## BRIEF A
According to the list of things learned about Sicily, what share of the world's artichokes does Sicily produce?

## TEXT PROVIDED
# # #

Things I've learned about Sicily that "may" be true . . .

. . . Sicily (Messina) was hit by a tsunami and an earthquake in 1908. Ninety percent of the city was destroyed, and men had to come from all over the island to bury the dead.
. . . The mafia doesn't control all of Sicily. The most important tourist town, Taormina, brags that is is mafia-free.
. . . Sicily produces 50% of the world's artichokes.
. . . Sicily is the largest island in the Mediterranean.
. . . About 5 million people live in Sicily (about the size of Atlanta's population).
. . . Ice cream was invented here, maybe with snow from Mt. Etna?
. . . Sicily has more sunshine than any other place in Europe.
. . . The Greek philosopher Archimedes lived here.
. . . Germans make up the largest group of tourists in Sicily (this is no surprise--they are everywhere!)
. . . Sicily is actually surrounded by three seas--the Ionian, the Aolean, and the Tyrranean (all part of the Med). The Aeolian Islands are part of Sicily.
. . . Sicily is triangle-shaped itself.
. . . The best-preserved Greek temples in the world are in Sicily.
. . . Sicilian wines are rapidly becoming popular around the world.
. . . Mt. Etna is the largest active volcano in Europe.
. . . The composer Bellini was from Sicily (Catania).

# # #

## BRIEF B
From the records, reproduce every line from the one containing "Spot woman's nose. Reply like 14, 30, 174, 42" through the one containing "118, 90, 133, 102", both included, unchanged.

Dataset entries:

# # #

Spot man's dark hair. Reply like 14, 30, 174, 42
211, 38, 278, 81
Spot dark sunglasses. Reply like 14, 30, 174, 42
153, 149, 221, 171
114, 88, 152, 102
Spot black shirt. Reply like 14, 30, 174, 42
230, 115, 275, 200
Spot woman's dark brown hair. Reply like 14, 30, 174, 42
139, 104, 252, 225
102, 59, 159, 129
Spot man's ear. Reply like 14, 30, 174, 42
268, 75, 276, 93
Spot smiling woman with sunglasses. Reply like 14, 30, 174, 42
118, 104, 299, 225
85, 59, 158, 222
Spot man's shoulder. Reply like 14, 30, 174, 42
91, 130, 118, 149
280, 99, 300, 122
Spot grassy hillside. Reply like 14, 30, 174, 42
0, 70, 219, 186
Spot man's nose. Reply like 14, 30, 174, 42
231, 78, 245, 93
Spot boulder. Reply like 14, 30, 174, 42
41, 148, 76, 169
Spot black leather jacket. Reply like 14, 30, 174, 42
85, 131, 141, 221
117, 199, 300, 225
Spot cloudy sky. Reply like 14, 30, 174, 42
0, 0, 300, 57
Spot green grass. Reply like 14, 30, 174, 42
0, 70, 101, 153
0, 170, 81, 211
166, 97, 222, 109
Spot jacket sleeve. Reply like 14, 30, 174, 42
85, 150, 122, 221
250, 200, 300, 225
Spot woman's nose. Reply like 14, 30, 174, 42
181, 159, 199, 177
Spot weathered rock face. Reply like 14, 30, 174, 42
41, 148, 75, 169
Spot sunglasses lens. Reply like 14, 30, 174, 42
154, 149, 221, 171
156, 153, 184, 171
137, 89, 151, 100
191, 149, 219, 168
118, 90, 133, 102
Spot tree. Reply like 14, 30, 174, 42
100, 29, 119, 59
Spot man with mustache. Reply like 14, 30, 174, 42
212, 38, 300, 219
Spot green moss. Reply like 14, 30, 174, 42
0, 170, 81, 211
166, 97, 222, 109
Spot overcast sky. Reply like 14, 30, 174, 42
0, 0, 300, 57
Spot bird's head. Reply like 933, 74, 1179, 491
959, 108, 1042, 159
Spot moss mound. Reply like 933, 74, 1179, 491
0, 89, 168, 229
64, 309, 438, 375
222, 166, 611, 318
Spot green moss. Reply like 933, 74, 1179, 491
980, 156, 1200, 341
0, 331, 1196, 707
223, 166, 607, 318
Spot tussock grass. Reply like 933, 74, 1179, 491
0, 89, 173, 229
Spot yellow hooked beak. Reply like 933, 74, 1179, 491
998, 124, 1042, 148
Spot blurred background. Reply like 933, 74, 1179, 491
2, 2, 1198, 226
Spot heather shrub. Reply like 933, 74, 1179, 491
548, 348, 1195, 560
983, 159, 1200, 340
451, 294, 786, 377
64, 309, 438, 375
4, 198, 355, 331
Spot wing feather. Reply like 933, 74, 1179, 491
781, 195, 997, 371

# # #

## TASK RESULT A
50%

## TASK RESULT B
Spot woman's nose. Reply like 14, 30, 174, 42
181, 159, 199, 177
Spot weathered rock face. Reply like 14, 30, 174, 42
41, 148, 75, 169
Spot sunglasses lens. Reply like 14, 30, 174, 42
154, 149, 221, 171
156, 153, 184, 171
137, 89, 151, 100
191, 149, 219, 168
118, 90, 133, 102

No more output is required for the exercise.